**What you should do**: Please locate every line in the listing below that contains the word "face", and copy each of those lines in full. Uppercase and lowercase letters count as different.

::::::

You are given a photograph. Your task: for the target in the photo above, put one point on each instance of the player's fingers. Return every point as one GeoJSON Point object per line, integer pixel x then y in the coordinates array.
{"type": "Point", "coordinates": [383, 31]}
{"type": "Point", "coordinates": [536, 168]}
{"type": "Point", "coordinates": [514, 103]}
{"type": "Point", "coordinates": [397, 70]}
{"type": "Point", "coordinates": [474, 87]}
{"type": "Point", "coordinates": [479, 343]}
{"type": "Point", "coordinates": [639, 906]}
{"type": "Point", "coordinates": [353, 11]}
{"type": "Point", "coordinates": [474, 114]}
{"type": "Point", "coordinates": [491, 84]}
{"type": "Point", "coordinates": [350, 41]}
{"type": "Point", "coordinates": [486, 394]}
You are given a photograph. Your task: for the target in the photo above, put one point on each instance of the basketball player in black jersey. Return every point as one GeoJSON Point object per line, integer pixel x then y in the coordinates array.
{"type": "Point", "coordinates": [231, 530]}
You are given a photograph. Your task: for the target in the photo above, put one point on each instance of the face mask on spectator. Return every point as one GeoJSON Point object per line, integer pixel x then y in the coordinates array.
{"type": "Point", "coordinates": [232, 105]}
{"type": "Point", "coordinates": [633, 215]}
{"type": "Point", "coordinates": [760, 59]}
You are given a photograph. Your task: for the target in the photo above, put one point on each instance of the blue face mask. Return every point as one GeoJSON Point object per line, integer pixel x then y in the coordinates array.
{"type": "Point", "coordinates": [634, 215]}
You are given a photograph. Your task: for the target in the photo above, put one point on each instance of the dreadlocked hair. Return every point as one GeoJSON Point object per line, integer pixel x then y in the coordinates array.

::::::

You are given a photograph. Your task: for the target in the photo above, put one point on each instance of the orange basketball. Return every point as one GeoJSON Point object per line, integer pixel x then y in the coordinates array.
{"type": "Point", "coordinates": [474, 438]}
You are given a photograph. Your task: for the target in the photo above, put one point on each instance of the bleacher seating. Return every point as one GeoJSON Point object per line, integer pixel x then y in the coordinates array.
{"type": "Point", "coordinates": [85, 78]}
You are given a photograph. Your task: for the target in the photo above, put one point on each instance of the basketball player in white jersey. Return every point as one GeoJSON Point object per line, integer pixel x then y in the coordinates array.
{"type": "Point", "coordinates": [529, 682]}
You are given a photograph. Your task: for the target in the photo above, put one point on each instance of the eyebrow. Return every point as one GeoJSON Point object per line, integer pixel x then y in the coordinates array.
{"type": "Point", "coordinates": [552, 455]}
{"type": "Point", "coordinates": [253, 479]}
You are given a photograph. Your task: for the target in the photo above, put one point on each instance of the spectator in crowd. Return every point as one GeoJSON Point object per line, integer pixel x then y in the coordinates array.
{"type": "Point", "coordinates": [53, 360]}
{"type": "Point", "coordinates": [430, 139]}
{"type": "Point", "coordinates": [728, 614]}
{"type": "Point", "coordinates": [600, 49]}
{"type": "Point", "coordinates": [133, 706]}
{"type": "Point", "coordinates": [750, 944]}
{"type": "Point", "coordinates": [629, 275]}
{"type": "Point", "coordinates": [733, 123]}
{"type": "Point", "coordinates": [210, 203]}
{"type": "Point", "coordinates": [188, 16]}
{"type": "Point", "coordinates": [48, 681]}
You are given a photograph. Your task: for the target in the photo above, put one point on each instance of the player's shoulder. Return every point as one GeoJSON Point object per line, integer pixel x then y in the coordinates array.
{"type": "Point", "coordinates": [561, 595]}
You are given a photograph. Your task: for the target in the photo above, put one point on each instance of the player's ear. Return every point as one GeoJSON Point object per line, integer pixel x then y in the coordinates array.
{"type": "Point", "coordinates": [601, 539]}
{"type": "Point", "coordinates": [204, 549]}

::::::

**Output of the task**:
You are given a photograph. Your task: for the target in the photo above, put one point on each instance of the face mask on spectator. Return every point as one GeoJSON Point object per line, integer pixel x then y in the coordinates array.
You are given a photograph. Your task: for the target in the photo above, put one point on each instance of the blue face mask. Return every point as one GeoJSON Point object per line, integer pixel x then y in the coordinates array.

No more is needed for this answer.